Text shown:
◇ ◇ ◇ ◇ ◇

Restorative Justice Processes in Rape Cases and Sexual Violence Matters: What the hell?

 

I conduct restorative and non-adversarial processes in rape cases and sexual violence matters. Without sufficient information on this you may be offended.

So here is why I do this (and also teach others to conduct Restorative Processes):

Some statistics I have seen tend to show that of the matters reported that actually proceed to prosecution, around 1 in 100 accused persons in sexual violence and rape matters are convicted.

From discussions I have with investigating officers and prosecutors, it may be that less than 1 in 100 are successfully convicted.

In addition to the above, I have seen statistics that only around 1 out of 9 matters of rape and/or sexual violence are even reported.

So if you actually do the maths on that, knowing that rape and sexual violence are prevalent, the numbers of those who commit these crimes and are actually held accountable are very, very low.

One of the reasons that the statistics are so bad is that the Criminal Justice system is just not the best system to deal with these matters. Victims are subjected to having to relive their trauma over and over and the Defence’s right to robustly test the state’s version, means that the victim experiences being implicated in his or her own rape or abuse which is simply beyond what most human beings can actually bear.

The victim in a rape or sexual violence matter is not an actual party to the process but is merely a witness for the state. The state (prosecution) bears the onus of proving that the rape or abuse happened. It also carries the burden of proof. The onus is about who must prove and the burden is about how much must be proved. In a criminal matter the burden is on the state to prove the matter beyond a reasonable doubt. This means that if the defence for the accused is able to raise a reasonable doubt (and only where the prosecution has made out a prima facie case), then the court is obliged to give the accused the benefit of the doubt and he or she must be acquitted.

This is further complicated by the artificial rules of evidence that allow for tactical exclusion of evidence primarily on the basis of relevance. Facts that a court deals with are often so clinically distilled through evidentiary rules that the truth may have been massacred in the process. Not only can this mute or brutalize the narrative of the opposing side but it can lead to significant delays that can impact on the process leading to non-availability of witnesses, dilution of fair trial rights and all kinds of things that can complicate the process and even frustrate the process entirely.

◇ ◇ ◇ ◇ ◇

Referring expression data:

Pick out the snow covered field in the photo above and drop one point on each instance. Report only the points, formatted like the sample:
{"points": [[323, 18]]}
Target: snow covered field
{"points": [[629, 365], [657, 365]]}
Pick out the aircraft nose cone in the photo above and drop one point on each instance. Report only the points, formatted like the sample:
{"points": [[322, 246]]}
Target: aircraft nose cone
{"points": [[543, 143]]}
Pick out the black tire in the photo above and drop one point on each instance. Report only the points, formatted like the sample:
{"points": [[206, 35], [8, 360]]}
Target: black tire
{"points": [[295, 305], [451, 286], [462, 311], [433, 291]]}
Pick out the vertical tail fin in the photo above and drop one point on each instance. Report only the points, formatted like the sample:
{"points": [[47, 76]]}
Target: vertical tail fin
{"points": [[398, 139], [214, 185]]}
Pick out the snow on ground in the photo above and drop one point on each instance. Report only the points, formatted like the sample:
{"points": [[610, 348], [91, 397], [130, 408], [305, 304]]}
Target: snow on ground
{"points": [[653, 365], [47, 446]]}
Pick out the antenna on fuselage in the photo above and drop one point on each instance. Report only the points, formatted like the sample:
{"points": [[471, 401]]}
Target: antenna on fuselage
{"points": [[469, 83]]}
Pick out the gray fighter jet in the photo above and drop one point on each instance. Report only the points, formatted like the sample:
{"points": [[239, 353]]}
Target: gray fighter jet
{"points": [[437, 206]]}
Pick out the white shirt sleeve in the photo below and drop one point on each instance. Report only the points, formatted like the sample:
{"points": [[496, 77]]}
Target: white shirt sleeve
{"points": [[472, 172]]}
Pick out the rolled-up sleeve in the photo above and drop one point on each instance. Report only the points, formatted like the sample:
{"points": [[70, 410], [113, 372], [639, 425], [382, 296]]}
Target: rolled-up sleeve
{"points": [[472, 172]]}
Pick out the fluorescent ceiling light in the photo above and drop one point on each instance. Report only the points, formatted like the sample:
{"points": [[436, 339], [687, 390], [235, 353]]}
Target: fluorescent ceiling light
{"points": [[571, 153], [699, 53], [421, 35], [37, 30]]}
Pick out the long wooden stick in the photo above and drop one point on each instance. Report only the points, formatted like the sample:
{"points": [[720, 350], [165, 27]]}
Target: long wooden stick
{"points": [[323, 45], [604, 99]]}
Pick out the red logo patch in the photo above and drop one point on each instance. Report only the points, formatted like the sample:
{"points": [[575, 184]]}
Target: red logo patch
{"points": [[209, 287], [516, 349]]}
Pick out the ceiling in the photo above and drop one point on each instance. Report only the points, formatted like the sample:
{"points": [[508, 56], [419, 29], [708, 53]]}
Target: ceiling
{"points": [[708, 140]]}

◇ ◇ ◇ ◇ ◇

Task item A: Rewrite the passage of the restorative justice text between "Some statistics I" and "are successfully convicted.", inclusive, replacing "investigating officers" with "detectives".
Task item B: According to the restorative justice text, roughly what share of rape and sexual violence matters are reported at all?

Task response A:
Some statistics I have seen tend to show that of the matters reported that actually proceed to prosecution, around 1 in 100 accused persons in sexual violence and rape matters are convicted.

From discussions I have with detectives and prosecutors, it may be that less than 1 in 100 are successfully convicted.

Task response B: Around 1 out of 9.